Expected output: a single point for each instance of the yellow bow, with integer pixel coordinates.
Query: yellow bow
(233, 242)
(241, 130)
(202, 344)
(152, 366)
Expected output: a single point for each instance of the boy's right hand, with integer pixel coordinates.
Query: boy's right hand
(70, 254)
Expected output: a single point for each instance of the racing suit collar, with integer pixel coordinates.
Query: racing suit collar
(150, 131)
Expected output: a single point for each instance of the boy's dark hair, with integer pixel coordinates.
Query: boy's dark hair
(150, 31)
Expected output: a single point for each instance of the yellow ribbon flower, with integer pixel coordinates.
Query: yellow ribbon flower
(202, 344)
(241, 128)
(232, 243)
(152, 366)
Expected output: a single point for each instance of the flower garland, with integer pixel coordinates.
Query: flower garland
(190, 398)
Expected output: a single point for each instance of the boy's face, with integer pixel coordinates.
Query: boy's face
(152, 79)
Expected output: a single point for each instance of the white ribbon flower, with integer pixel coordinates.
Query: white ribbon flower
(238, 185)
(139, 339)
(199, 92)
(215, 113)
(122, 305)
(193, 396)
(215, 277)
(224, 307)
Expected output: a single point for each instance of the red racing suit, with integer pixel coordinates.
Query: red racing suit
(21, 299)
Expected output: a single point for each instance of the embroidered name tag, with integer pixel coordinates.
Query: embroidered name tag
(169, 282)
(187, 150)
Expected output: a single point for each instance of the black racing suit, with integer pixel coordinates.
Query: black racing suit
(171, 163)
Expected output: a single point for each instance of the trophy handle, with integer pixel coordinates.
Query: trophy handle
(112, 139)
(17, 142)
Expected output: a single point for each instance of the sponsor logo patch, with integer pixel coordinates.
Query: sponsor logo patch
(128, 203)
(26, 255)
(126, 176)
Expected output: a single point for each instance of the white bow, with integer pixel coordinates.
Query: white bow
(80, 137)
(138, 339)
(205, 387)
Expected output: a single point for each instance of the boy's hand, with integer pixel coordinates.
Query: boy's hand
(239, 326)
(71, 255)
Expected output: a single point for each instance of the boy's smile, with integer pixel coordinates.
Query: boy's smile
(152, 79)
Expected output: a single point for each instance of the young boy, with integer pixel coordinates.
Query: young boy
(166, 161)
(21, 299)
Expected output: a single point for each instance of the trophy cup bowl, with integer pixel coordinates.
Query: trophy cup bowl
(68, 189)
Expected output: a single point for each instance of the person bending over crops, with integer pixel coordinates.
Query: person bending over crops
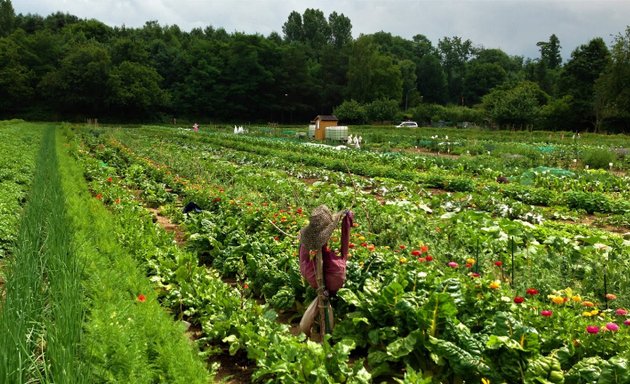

ACTIVITY
If an entry above holds a picture, leave that picture out and print the rest exactly.

COMPLETED EXERCISE
Expected output: a single point for each instance of the yellow bow, with integer pixel coordinates.
Query: yellow bow
(233, 242)
(241, 130)
(202, 344)
(152, 366)
Expected output: a single point for each instance of the boy's right hand, with integer pixel coordinates.
Query: boy's right hand
(70, 254)
Expected output: a single point for each instance of the racing suit collar, with integer pixel coordinates.
Query: racing suit collar
(150, 131)
Expected output: a single point for each instance of the boy's dark hair, with integer pixel coordinates.
Query: boy's dark hair
(150, 31)
Expected output: a single point for each instance of the yellow ribbon flower, with integer pixel coordinates.
Query: yellow ribbon flower
(202, 344)
(241, 128)
(232, 243)
(152, 366)
Expected output: a single point for each instance of the flower garland, with integer pixel coordinates.
Query: flower garland
(190, 398)
Expected output: a single point for each instance of the boy's face, with integer pixel coordinates.
Query: boy's face
(152, 79)
Expected output: a single point for each instance of the white ribbon flower, with integer pixel coordinates.
Query: white ribbon flower
(238, 185)
(139, 339)
(199, 92)
(215, 113)
(122, 305)
(193, 396)
(215, 277)
(224, 307)
Expected output: a single point for each instance of the red racing suit, with integer pixel coordinates.
Query: red racing suit
(21, 299)
Expected output: a single point for each instance of the embroidered name tag, with integer pixel coordinates.
Query: embroidered name tag
(169, 282)
(187, 150)
Expected output: a single point for each instance of the black racing suit, with integer pixel coordinates.
Query: black racing suit
(171, 163)
Expected output: a single point for each instance of the trophy handle, with integer pixel coordinates.
Query: trophy handle
(112, 139)
(17, 142)
Expected output: a single point for each instance of the sponsor logo patch, with integer pixel coordinates.
Query: sponsor logo patch
(128, 203)
(26, 255)
(126, 176)
Expected output: a single point for each instance of the white bow, with integer pixel coordinates.
Query: white bow
(80, 137)
(138, 339)
(205, 387)
Expected output: a single point for each instance of the boy's hand, with integer pixel coordinates.
Query: boy's hand
(239, 326)
(71, 255)
Expected output: a single point for each instance of the boy's smile, with integer pixel coordinates.
Query: boy's smile
(152, 79)
Expected output: a single point for each instance of the young boy, with integer pixel coordinates.
Query: young boy
(166, 161)
(21, 299)
Expected output: a single point for each instance of the trophy cup bowl, with integer pixel coordinates.
Query: trophy cup bowl
(68, 189)
Expected output: a single point for each instance of the person bending over crops, with integer pixel coordinates.
Query: person bending over crops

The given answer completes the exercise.